- [WHAT IS EXPECTED]
Write out only the lines running from the one that contains "written like (10,686)." to the end of the material, both ends included.

- [RECORDS SUPPLIED]
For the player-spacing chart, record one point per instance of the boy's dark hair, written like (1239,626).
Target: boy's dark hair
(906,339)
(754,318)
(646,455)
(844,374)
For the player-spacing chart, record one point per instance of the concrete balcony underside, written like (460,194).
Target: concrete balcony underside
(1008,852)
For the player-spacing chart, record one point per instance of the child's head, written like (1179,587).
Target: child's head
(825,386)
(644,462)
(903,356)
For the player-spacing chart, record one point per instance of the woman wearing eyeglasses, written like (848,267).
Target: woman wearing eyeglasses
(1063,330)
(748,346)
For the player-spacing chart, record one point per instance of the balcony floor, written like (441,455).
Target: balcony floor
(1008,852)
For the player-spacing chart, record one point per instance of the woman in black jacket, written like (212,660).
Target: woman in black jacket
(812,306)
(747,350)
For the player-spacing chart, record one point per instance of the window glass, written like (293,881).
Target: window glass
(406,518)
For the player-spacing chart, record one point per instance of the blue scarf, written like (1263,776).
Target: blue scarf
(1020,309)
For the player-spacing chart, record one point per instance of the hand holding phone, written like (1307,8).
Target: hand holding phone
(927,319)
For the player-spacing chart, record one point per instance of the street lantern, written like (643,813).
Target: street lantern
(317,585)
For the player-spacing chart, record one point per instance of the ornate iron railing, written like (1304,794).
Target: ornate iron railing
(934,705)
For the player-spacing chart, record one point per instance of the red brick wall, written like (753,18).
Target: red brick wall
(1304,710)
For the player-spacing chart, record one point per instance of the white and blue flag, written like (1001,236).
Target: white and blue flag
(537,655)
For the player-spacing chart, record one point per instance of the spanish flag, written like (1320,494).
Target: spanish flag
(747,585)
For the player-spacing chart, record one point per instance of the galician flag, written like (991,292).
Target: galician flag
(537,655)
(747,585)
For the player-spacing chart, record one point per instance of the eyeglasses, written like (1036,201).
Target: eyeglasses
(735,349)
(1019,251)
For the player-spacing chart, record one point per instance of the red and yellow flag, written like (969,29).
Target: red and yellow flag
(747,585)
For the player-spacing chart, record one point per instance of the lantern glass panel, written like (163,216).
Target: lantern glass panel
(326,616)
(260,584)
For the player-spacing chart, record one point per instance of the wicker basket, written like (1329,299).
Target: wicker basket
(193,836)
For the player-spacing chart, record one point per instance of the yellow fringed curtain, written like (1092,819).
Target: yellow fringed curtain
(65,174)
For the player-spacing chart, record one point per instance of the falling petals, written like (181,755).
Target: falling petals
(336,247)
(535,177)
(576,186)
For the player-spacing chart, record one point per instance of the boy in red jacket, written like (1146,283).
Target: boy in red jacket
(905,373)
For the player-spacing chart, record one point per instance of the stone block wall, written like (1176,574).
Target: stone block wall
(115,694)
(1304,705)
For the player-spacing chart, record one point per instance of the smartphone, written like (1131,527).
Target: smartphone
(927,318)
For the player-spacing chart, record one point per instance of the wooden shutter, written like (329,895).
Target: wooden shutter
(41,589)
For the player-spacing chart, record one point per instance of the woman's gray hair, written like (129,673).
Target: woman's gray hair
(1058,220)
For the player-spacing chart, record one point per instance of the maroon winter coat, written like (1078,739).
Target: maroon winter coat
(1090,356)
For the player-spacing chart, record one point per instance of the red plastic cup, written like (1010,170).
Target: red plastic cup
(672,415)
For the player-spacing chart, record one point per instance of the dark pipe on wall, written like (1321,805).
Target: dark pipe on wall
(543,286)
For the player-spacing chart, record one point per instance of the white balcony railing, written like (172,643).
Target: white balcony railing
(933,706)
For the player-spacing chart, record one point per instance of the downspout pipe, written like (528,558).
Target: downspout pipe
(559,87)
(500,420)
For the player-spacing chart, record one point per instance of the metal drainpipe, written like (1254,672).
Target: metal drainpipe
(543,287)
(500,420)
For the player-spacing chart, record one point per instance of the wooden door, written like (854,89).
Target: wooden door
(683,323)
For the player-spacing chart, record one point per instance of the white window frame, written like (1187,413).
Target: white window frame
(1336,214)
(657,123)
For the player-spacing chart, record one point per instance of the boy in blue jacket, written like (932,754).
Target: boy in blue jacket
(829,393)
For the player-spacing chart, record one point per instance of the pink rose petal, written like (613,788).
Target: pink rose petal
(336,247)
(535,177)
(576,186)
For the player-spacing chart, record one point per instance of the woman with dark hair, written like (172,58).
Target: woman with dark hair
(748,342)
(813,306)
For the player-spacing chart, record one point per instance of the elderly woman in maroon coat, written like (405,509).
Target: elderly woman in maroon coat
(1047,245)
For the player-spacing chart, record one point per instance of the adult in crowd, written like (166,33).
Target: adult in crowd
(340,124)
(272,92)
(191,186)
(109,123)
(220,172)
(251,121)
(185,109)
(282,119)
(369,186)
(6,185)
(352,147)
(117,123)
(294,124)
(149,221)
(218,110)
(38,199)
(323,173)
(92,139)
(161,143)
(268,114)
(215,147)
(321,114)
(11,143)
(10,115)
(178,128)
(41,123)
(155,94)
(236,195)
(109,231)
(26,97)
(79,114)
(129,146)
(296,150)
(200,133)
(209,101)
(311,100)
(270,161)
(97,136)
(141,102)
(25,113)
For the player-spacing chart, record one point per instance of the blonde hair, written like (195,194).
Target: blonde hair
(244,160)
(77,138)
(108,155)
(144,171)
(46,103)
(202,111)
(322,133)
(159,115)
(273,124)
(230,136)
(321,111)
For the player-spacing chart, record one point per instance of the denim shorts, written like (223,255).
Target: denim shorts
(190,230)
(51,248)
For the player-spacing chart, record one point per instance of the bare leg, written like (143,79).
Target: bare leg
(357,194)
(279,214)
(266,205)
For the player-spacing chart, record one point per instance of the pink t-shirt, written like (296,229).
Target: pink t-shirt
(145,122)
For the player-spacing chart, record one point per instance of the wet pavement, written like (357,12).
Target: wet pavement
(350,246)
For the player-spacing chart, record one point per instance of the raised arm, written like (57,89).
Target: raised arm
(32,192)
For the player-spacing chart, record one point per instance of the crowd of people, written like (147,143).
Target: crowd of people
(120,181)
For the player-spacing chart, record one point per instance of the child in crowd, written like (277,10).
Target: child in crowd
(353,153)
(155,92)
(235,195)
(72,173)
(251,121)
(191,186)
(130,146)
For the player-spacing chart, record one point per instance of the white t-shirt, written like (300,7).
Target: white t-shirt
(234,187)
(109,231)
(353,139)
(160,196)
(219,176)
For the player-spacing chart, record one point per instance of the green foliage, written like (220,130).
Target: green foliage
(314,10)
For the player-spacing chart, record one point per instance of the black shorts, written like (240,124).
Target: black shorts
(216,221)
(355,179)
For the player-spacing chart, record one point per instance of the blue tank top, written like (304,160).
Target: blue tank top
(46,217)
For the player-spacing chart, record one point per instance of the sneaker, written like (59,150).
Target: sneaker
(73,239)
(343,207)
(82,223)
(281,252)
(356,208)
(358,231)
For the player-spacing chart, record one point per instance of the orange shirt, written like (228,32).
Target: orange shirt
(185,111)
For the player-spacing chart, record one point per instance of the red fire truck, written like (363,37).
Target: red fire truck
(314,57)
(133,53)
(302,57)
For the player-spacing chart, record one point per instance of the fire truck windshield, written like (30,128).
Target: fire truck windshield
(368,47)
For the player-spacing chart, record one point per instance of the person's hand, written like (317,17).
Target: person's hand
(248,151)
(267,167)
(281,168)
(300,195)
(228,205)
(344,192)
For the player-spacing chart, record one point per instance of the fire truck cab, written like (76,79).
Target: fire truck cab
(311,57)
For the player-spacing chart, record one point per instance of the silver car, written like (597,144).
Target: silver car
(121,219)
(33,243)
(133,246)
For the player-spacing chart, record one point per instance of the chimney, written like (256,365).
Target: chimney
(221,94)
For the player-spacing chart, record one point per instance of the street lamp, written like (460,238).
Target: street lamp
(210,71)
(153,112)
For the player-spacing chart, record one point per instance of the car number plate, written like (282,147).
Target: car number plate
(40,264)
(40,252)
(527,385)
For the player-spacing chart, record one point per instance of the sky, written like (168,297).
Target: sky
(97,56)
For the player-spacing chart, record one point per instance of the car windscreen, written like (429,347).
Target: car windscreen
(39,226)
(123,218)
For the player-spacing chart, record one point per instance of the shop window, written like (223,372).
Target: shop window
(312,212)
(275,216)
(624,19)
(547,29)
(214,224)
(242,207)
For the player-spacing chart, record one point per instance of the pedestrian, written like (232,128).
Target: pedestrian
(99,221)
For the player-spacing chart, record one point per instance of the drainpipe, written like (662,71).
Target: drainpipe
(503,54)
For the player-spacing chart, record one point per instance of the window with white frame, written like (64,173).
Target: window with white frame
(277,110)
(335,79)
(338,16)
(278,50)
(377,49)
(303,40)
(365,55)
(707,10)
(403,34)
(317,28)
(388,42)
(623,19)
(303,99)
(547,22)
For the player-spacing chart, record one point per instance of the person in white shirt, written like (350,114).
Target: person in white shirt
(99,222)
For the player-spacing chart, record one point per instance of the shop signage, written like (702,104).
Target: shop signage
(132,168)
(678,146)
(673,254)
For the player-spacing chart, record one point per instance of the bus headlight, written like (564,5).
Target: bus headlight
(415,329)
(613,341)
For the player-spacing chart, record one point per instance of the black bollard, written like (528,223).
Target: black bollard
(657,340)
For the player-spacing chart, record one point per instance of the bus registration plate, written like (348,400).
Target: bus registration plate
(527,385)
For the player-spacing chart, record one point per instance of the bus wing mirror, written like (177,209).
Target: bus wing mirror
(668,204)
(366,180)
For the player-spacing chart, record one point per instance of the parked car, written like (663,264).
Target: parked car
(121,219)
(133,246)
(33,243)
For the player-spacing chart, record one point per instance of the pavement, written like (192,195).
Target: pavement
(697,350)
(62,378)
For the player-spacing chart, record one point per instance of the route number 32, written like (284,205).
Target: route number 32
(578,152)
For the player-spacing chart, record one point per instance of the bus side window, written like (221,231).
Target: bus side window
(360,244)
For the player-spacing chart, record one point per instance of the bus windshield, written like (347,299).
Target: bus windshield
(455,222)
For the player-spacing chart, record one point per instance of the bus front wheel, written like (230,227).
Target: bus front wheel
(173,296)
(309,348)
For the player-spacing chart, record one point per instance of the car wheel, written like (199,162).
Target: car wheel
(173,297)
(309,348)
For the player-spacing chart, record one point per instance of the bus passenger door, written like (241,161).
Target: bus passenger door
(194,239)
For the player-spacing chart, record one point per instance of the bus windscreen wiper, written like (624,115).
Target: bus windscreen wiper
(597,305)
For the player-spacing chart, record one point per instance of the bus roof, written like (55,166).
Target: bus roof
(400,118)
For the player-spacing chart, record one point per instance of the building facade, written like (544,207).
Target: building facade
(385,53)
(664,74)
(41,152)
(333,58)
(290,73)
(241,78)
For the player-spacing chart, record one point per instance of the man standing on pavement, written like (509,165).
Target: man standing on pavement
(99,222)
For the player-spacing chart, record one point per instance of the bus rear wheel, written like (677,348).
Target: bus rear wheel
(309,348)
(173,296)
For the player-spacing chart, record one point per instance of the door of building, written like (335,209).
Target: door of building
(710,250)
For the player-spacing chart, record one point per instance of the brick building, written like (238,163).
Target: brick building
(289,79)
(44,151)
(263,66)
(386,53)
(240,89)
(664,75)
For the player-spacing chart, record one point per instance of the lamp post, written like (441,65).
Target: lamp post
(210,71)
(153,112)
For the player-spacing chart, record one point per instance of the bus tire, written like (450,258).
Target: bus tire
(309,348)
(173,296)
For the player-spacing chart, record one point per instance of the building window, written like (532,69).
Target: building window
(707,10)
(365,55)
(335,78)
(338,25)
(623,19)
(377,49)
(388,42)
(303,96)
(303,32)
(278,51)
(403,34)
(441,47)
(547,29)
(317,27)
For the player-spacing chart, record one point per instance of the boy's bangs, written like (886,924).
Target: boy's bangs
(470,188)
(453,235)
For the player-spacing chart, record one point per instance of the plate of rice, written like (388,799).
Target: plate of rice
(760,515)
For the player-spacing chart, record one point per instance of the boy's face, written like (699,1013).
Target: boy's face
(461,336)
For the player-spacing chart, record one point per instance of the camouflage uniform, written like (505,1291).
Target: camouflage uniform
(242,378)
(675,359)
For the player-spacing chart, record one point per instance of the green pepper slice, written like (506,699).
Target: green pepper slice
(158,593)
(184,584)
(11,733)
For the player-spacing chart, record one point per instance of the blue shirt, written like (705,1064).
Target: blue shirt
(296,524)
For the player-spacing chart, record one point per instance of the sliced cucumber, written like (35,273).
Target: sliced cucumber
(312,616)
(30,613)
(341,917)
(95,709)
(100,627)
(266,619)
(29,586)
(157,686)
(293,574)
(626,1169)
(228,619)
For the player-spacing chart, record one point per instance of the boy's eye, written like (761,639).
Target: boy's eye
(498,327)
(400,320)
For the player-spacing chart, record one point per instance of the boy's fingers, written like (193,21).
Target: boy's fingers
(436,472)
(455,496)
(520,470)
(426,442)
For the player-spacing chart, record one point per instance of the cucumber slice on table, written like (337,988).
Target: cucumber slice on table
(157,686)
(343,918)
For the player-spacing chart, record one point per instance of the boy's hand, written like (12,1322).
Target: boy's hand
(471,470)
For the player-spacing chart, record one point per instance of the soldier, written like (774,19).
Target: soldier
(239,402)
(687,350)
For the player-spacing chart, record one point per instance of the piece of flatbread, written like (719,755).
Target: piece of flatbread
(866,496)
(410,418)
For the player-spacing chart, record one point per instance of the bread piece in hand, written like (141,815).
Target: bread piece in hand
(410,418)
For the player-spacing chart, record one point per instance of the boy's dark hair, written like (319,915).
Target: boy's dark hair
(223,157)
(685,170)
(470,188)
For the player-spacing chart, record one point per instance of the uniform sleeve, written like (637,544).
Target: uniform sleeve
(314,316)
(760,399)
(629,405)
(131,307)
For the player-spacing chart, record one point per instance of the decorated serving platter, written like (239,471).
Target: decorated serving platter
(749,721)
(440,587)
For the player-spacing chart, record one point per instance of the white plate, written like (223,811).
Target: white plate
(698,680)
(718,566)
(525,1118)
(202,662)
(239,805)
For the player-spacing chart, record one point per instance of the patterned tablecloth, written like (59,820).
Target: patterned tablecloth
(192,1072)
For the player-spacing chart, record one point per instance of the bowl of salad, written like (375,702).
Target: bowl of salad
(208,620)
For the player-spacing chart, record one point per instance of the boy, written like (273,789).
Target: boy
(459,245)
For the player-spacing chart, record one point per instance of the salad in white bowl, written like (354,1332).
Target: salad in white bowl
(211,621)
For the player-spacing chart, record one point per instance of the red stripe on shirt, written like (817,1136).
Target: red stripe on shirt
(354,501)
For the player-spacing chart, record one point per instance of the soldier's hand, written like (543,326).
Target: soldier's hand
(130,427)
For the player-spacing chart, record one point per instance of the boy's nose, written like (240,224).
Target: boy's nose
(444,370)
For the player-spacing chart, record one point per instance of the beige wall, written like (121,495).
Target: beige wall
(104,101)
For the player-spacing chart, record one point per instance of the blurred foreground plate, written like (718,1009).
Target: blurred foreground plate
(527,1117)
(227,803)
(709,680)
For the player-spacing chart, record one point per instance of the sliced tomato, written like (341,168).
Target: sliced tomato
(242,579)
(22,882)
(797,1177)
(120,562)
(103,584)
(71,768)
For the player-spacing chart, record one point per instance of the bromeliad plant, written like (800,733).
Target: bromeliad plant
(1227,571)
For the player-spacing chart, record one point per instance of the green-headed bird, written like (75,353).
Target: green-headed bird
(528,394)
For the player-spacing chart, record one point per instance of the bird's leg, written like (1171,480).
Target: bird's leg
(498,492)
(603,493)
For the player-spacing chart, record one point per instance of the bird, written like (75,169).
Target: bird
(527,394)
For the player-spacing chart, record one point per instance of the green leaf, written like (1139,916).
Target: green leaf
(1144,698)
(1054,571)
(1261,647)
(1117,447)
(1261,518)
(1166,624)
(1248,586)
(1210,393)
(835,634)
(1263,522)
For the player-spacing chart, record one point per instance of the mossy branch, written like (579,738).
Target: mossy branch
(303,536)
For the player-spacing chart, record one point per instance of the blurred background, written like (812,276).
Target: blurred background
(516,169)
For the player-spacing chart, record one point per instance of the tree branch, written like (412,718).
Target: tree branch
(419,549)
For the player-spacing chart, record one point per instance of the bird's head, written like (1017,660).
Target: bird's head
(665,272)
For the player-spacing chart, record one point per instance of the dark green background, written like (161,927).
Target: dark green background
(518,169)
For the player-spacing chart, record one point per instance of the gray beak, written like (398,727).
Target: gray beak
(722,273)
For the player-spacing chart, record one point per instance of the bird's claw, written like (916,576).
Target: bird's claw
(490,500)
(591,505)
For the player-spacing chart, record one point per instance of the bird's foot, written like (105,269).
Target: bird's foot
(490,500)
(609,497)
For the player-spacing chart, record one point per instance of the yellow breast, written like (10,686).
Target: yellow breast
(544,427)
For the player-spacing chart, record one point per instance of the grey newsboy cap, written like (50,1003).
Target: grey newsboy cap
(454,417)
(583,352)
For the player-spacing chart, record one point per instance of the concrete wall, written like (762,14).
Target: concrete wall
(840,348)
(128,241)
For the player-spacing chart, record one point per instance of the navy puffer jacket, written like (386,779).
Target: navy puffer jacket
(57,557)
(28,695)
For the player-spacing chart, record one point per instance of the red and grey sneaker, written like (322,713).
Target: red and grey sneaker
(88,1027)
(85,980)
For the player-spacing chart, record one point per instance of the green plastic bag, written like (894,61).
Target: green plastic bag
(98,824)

- [EXERCISE RESULT]
For the player-spacing chart, record one point per instance of the yellow breast, written like (10,686).
Target: yellow breast
(544,427)
For the player-spacing chart, record one point per instance of the grey newsboy cap, written like (50,1003).
Target: grey newsboy cap
(454,417)
(583,352)
For the player-spacing chart, record one point per instance of the concrete wall, written like (762,14).
Target: concrete wall
(840,348)
(128,241)
For the player-spacing chart, record one point per instance of the navy puffer jacket, written like (386,779).
Target: navy puffer jacket
(57,557)
(28,695)
For the player-spacing chart, record one point per instance of the red and grey sneaker, written like (322,713).
Target: red and grey sneaker
(88,1027)
(85,980)
For the player-spacing chart, record one point per instance of the green plastic bag, written like (894,61).
Target: green plastic bag
(98,824)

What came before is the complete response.